**PROBLEM REQUIREMENTS:** Transcribe the data word for word, starting with its first line and going on through the line with "[271,316,379,392]", including both of those lines.

##############################

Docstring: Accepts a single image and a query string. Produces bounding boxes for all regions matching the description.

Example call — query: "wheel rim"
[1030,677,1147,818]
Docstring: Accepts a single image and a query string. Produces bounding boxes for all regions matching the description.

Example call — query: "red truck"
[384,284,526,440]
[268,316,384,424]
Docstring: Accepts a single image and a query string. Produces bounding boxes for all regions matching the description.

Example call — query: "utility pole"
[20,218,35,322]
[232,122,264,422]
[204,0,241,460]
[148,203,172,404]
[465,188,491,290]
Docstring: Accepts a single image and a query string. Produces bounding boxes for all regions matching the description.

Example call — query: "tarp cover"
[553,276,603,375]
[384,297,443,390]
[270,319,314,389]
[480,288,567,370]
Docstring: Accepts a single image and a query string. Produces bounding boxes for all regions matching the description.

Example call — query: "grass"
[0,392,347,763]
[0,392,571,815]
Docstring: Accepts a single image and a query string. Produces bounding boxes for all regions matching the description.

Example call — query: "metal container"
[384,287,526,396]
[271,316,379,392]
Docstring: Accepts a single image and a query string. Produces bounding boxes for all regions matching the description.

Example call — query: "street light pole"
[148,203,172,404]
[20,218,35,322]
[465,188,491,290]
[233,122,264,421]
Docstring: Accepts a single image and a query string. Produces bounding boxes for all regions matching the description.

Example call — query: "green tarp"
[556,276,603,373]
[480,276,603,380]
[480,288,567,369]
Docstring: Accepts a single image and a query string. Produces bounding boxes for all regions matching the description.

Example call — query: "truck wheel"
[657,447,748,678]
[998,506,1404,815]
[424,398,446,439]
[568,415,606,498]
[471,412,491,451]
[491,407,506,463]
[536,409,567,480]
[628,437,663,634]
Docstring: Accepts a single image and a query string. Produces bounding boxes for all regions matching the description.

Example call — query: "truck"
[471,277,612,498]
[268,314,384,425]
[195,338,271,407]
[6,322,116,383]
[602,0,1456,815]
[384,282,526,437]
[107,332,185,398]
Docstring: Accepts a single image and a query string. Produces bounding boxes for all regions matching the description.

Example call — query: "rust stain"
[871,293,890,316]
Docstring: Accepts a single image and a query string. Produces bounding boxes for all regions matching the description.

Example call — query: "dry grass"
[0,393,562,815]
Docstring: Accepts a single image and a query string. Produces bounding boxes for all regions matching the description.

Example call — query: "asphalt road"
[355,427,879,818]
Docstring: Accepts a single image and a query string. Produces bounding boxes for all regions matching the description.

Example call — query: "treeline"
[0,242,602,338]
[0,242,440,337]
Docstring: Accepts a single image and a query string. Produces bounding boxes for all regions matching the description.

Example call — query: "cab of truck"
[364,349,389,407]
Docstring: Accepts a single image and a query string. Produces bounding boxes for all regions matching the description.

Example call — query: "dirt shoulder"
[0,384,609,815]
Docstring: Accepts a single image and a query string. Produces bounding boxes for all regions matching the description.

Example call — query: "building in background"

##############################

**RESPONSE:**
Docstring: Accepts a single image and a query string. Produces bounding boxes for all regions matching the description.

Example call — query: "wheel rim"
[1030,677,1147,818]
Docstring: Accepts a single image and a query string. Produces bounding boxes for all regions matching the description.

Example call — query: "red truck"
[384,284,526,440]
[268,316,384,424]
Docstring: Accepts a single image and a query string. Produces bounding boxes for all regions matching the description.

Example call — query: "utility pole"
[20,218,35,322]
[232,122,264,422]
[204,0,241,460]
[148,203,172,404]
[465,188,491,290]
Docstring: Accepts a single image and a query string. Produces bounding boxes for all regions matching the description.

Example call — query: "tarp cover"
[553,276,603,375]
[384,297,443,390]
[270,319,314,389]
[480,288,567,370]
Docstring: Accepts a single image and a query string. Produces bounding boxes for all regions matching the description.

Example call — query: "grass"
[0,392,347,763]
[0,392,571,815]
Docstring: Accepts a single image and a query string. Produces bounding boxes for all regions matching the description.

Example call — query: "metal container"
[384,287,526,396]
[271,316,379,392]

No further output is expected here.